Available data Start Marker
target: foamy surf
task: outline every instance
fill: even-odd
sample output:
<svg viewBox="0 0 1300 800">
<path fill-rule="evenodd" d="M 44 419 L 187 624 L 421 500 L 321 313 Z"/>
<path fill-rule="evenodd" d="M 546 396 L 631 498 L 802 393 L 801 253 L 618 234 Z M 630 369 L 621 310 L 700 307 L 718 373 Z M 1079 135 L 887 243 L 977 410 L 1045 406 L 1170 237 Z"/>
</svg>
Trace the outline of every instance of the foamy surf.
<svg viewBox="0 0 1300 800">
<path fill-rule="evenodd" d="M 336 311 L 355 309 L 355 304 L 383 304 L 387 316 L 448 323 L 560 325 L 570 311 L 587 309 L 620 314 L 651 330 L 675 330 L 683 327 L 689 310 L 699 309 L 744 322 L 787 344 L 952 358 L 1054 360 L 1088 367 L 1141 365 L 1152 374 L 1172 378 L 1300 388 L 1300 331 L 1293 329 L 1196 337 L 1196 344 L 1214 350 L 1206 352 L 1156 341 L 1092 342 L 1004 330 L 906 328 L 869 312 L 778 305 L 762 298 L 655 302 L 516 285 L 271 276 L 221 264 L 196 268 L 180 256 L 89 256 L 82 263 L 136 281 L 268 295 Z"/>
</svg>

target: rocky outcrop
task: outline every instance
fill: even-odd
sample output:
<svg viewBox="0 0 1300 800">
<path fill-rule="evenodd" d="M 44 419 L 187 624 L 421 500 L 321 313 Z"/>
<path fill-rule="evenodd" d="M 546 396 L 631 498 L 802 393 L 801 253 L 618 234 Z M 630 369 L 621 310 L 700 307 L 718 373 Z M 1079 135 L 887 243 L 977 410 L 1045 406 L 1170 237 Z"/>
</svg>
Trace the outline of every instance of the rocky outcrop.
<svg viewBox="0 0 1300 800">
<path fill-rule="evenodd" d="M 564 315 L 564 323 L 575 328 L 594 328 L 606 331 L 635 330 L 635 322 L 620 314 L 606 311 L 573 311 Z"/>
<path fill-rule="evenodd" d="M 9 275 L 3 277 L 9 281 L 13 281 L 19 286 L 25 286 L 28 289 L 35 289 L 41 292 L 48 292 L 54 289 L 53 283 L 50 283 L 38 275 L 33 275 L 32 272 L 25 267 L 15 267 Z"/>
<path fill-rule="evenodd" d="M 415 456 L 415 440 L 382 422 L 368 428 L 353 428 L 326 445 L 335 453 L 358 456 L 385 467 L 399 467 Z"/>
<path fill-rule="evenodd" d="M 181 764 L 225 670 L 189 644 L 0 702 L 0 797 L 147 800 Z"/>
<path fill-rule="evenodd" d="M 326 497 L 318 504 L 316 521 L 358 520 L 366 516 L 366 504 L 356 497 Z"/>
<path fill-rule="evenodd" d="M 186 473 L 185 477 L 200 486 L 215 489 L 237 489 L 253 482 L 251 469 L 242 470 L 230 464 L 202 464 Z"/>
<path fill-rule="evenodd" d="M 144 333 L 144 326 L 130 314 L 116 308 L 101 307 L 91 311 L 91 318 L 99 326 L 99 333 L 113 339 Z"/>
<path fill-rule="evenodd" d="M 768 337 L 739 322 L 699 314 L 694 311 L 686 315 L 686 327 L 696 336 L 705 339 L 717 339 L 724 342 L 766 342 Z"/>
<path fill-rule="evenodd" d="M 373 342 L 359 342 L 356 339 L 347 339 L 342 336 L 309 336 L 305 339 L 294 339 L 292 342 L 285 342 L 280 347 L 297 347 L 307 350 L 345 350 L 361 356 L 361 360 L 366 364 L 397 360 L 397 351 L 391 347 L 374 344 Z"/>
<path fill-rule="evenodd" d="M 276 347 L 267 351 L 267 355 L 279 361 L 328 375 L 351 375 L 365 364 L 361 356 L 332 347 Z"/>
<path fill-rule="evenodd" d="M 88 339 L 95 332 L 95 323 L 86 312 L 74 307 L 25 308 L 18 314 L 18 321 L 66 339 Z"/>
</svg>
Available data End Marker
* [Instructions to follow]
Where a line in the entries holds the word "target", copy that line.

* [Answer to the problem]
target: foamy surf
target: rocky outcrop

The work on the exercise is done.